-- START OF Quoted passage --

ML Math Derivations (8): Support Vector Machines
Complete SVM derivation from maximum margin to Lagrangian duality, KKT conditions, soft margin, kernel trick, and SMO algorithm with step-by-step proofs and Python code.
Hook. You have two clouds of points and infinitely many lines that separate them. Which line is “best”? SVM gives a startlingly geometric answer: the line that sits in the middle of the widest empty corridor between the two classes. Push that single idea through Lagrangian duality and it produces a sparse model (only the points on the corridor wall matter), a quadratic program with a global optimum, and — almost as a free gift — the kernel trick that lets the same linear machinery carve curved boundaries in infinite-dimensional spaces.

What You Will Learn#
- How “widest corridor” becomes a convex quadratic program with linear constraints
- Why the dual problem is more useful than the primal, and how KKT conditions force sparsity
- The soft-margin variant and what the regularizer $C$ really controls
- The kernel trick: replacing $\phi(x)^\top \phi(z)$ with $K(x, z)$ and never building $\phi$
- Mercer’s condition and the standard kernel zoo (linear / polynomial / RBF / sigmoid)
- The SMO algorithm: why two coordinates at a time, how clipping works, why it converges
- Hinge loss, the bridge from SVM to the rest of supervised learning
Prerequisites#
- Linear algebra: inner products, hyperplanes, projections
- Calculus: Lagrange multipliers, partial derivatives
- A glance at convex duality is helpful but not required
- Familiarity with Part 7: Decision Trees
Hard-margin SVM#
Functional and geometric margin#
$$ \hat{\gamma}_i \;=\; y_i\,(w^\top x_i + b) \qquad\text{(functional margin)} $$ $$ \gamma_i \;=\; \frac{y_i\,(w^\top x_i + b)}{\lVert w \rVert} \qquad\text{(geometric margin)} $$The functional margin is positive on correctly classified points but is not scale-invariant: doubling $(w, b)$ doubles it. The geometric margin is the actual Euclidean distance from $x_i$ to the hyperplane, signed by the label, and is invariant to rescaling. That invariance is what makes the optimization well-posed — without it, “make the margin bigger” has no fixed-point answer, you can always shrink $\lVert w \rVert$ .

-- END OF Quoted passage --
-- START OF Data supplied --

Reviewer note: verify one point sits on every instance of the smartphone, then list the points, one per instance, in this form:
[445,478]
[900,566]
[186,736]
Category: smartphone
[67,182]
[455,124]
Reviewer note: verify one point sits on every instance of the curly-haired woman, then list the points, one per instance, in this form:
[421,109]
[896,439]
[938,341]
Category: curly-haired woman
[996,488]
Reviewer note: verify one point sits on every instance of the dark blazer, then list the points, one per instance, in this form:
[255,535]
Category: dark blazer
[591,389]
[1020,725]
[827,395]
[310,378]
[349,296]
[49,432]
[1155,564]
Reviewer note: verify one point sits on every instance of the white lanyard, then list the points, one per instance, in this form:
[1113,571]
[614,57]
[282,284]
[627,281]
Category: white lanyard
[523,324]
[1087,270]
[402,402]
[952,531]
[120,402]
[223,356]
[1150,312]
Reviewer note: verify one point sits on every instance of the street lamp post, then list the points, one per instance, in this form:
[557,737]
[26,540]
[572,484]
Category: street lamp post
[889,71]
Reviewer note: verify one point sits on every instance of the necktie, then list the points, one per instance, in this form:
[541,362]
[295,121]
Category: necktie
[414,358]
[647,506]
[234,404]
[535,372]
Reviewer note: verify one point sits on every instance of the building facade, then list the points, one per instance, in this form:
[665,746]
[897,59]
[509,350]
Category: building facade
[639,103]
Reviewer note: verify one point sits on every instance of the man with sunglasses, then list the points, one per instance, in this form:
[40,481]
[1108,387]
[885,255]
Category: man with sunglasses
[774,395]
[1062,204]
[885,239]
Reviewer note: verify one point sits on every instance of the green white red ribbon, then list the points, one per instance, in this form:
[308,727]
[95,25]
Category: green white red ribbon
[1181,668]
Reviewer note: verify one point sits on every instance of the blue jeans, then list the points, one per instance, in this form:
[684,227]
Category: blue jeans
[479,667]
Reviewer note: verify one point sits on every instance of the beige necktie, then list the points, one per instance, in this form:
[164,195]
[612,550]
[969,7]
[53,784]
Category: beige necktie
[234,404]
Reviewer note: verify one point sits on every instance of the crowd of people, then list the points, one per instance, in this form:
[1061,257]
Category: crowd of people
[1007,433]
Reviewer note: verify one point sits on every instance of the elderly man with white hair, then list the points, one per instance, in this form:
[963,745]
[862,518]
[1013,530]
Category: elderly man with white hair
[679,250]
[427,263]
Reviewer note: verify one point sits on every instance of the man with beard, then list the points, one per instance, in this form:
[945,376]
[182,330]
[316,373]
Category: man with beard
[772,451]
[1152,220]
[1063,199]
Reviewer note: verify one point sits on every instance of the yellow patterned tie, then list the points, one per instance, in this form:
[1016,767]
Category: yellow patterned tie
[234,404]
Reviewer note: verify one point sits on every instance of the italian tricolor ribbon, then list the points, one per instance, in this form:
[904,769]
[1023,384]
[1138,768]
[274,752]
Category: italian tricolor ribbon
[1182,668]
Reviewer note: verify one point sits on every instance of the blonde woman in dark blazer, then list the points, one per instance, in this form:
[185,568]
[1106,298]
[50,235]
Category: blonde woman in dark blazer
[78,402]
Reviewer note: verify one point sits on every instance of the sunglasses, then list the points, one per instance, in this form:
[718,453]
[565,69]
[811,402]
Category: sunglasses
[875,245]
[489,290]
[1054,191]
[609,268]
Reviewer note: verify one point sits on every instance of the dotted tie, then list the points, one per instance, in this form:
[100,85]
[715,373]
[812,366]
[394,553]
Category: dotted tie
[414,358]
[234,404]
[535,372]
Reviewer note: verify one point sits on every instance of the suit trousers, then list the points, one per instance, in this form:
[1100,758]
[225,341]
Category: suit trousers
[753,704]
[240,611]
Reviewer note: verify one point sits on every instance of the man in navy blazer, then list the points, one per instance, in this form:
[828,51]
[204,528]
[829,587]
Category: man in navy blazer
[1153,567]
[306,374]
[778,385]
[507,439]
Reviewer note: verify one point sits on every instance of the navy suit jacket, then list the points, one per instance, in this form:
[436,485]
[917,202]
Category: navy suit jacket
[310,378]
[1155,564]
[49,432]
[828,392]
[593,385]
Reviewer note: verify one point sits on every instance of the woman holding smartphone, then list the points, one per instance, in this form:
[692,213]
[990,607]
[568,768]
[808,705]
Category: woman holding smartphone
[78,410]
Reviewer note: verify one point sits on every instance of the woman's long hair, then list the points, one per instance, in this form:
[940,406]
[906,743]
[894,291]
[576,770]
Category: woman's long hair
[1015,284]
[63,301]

-- END OF Data supplied --

Please continue the support vector machine derivation from where it stops, carrying on the hard-margin section with its next part.

Result below.
Why this formula? For any point $x_0$ , the closest point on $w^\top x + b = 0$ is its orthogonal projection, and the displacement is $-(w^\top x_0 + b)/\lVert w \rVert^2 \cdot w$ . Its norm is $\lvert w^\top x_0 + b\rvert / \lVert w \rVert$ . Multiplying by $y_i$ keeps it positive whenever the prediction is correct.
The maximum-margin program#

This is a convex quadratic program with linear constraints. Strict convexity of the objective gives a unique optimal $w^\*$ ; the bias $b^\*$ is unique whenever the data span both classes.
The points where the constraint is tight, $y_i(w^\top x_i + b) = 1$ , are the support vectors. Geometrically they sit on the two parallel margin lines flanking the boundary; algebraically, they are the only points that determine $w^\*$ .
The dual via Lagrange#
$$L(w, b, \alpha) \;=\; \tfrac{1}{2}\lVert w \rVert^2 \;-\; \sum_{i=1}^N \alpha_i \bigl[\,y_i(w^\top x_i + b) - 1\,\bigr].$$ $$ w^\* \;=\; \sum_{i=1}^N \alpha_i y_i x_i, \qquad \sum_{i=1}^N \alpha_i y_i \;=\; 0. $$ $$W(\alpha) \;=\; \sum_{i=1}^N \alpha_i \;-\; \tfrac{1}{2} \sum_{i, j} \alpha_i \alpha_j y_i y_j\, x_i^\top x_j.$$ $$ \boxed{\;\max_{\alpha}\; \sum_i \alpha_i - \tfrac{1}{2}\sum_{i,j} \alpha_i \alpha_j y_i y_j\, x_i^\top x_j \quad \text{s.t.} \quad \alpha_i \ge 0, \;\; \sum_i \alpha_i y_i = 0.\;} $$Two consequences are doing all the heavy lifting here:
- The data only enter through inner products $x_i^\top x_j$ . Replace this with $K(x_i, x_j)$ and the entire derivation goes through unchanged — this is the kernel trick before we even introduce it.
- The dual has $N$ scalar variables and a single equality constraint, so it is much cheaper than the primal whenever the feature dimension $d \gg N$ .
KKT conditions and sparsity#
The primal is convex with affine constraints, so Slater’s condition is satisfied and strong duality holds. Optimal $(w^\*, b^\*, \alpha^\*)$ must obey:
- Primal feasibility: $y_i(w^{\*\top} x_i + b^\*) \ge 1$ .
- Dual feasibility: $\alpha_i^\* \ge 0$ .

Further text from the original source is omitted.